* [Provided text]

----------------------------------------

New York (AFP)

Wall Street comfortably settled in the green on Thursday despite the record increase in the number of unemployment benefit claimants in the United States and after the Senate voted on a plan to revive the American economy to deal with the coronavirus.

The Dow Jones Industrial Average climbed 6.38% to 22,552.17 points.

Thanks to this progress, the third in a row, the star index for the New York market has left the bear market where it had settled two weeks ago. This expression, taken from stock market lingo, is used when the Dow Jones drops 30% from its last record.

The highly technological Nasdaq took 5.60% to 7,797.54 points, and the broad S&P 500 index gained 6.24% to 2,630.07 points.

Investors seemed to ignore the unprecedented surge in jobless claims in the United States.

Weekly unemployment benefit claims have indeed reached a historic high, peaking at 3.3 million claimants last week, according to figures released Thursday by the Labor Department. This is 3 million more than the previous week, an increase never seen before.

According to Patrick O'Hare of Briefing.com, "there was a lot of talk about the fact that these numbers were going to be bad, which eased the shock wave a bit" when the report was released.

However, the expert believes that the market remains under pressure and warns that data attesting to the sudden slowdown in the world's leading economy will accumulate in the coming weeks.

In addition, the brokers were reassured by the adoption in the Senate, on the night of Wednesday to Thursday, of a vast recovery plan, which provides 2,000 billion dollars to support the American economy.

----------------------------------------

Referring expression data

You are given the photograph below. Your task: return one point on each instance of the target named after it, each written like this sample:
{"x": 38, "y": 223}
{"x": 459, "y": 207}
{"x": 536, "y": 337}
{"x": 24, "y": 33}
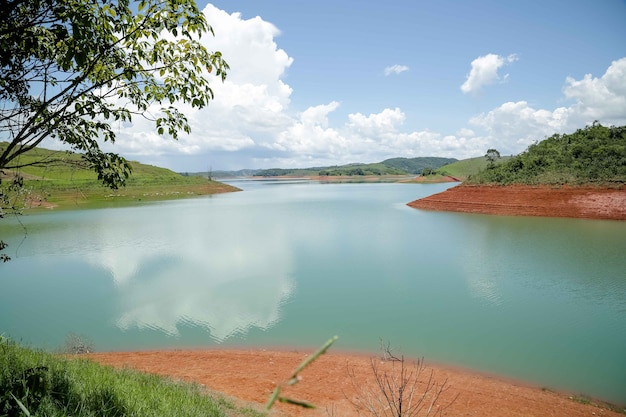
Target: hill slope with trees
{"x": 593, "y": 155}
{"x": 580, "y": 175}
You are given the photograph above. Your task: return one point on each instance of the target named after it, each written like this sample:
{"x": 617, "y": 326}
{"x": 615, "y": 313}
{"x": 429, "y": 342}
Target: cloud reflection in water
{"x": 223, "y": 276}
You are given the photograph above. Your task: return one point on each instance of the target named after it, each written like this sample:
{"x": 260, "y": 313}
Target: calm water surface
{"x": 293, "y": 263}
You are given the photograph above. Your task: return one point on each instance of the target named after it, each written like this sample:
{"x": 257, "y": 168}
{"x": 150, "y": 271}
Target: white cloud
{"x": 512, "y": 126}
{"x": 485, "y": 71}
{"x": 395, "y": 69}
{"x": 601, "y": 98}
{"x": 251, "y": 123}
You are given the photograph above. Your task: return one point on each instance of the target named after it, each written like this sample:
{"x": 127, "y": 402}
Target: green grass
{"x": 64, "y": 181}
{"x": 54, "y": 385}
{"x": 466, "y": 167}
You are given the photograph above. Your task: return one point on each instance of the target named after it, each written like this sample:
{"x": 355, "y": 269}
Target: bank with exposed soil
{"x": 335, "y": 381}
{"x": 523, "y": 200}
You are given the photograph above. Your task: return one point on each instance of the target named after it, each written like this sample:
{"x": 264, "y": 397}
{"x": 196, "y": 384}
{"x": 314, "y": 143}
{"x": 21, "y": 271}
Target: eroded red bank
{"x": 523, "y": 200}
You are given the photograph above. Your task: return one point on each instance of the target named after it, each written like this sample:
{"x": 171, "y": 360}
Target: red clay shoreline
{"x": 250, "y": 375}
{"x": 524, "y": 200}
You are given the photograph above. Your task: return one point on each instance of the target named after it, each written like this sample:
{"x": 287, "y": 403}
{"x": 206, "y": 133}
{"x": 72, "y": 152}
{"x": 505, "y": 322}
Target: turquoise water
{"x": 293, "y": 263}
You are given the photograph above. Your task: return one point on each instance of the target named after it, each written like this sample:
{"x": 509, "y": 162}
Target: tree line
{"x": 593, "y": 155}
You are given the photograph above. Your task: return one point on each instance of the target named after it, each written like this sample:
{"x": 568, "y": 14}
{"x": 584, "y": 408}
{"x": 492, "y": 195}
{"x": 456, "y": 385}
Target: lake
{"x": 292, "y": 263}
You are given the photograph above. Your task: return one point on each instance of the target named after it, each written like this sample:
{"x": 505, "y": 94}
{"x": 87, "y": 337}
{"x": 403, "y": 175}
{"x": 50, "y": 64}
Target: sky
{"x": 332, "y": 82}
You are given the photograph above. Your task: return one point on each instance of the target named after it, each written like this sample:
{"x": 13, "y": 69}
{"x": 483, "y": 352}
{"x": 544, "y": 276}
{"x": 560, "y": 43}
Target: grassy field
{"x": 61, "y": 180}
{"x": 64, "y": 385}
{"x": 466, "y": 167}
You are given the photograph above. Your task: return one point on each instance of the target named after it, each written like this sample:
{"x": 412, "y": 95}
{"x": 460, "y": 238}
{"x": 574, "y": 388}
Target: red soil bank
{"x": 523, "y": 200}
{"x": 252, "y": 375}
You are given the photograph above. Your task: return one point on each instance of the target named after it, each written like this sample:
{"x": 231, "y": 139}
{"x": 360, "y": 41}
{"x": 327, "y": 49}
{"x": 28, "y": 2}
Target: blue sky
{"x": 342, "y": 81}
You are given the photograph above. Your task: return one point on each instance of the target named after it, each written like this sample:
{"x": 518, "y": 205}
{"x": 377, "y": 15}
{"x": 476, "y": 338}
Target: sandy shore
{"x": 336, "y": 380}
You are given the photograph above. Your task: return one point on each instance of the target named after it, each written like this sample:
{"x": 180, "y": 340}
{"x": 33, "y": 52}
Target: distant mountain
{"x": 417, "y": 165}
{"x": 393, "y": 166}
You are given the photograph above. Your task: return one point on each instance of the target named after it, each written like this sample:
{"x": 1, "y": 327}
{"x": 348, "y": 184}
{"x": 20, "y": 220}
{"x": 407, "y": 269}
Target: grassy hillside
{"x": 417, "y": 165}
{"x": 51, "y": 385}
{"x": 63, "y": 179}
{"x": 593, "y": 155}
{"x": 464, "y": 168}
{"x": 393, "y": 166}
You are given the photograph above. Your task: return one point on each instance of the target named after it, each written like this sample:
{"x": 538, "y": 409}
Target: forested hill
{"x": 394, "y": 166}
{"x": 593, "y": 155}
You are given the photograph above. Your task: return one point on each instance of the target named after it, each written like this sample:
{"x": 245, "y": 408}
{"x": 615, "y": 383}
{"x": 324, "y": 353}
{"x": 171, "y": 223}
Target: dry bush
{"x": 400, "y": 388}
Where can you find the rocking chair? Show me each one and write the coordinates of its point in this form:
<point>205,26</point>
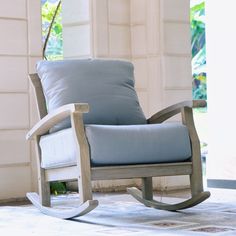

----------------------------------------

* [Required actions]
1. According to the market report, why was the shock from the jobless claims report somewhat eased when it came out? Answer in one to three sentences.
2. Could you retype the market report, beginning at the words "However, the expert" and stopping after "the American economy."?
3. How would you translate this sentence from the market report into Spanish: "Investors seemed to ignore the unprecedented surge in jobless claims in the United States."

* [Responses by item number]
1. According to Patrick O'Hare of Briefing.com, there had been a lot of talk beforehand that the numbers were going to be bad. That advance expectation softened the shock wave when the report was released.

2.
However, the expert believes that the market remains under pressure and warns that data attesting to the sudden slowdown in the world's leading economy will accumulate in the coming weeks.

In addition, the brokers were reassured by the adoption in the Senate, on the night of Wednesday to Thursday, of a vast recovery plan, which provides 2,000 billion dollars to support the American economy.

3. Los inversores parecieron ignorar el aumento sin precedentes de las solicitudes de subsidio por desempleo en Estados Unidos.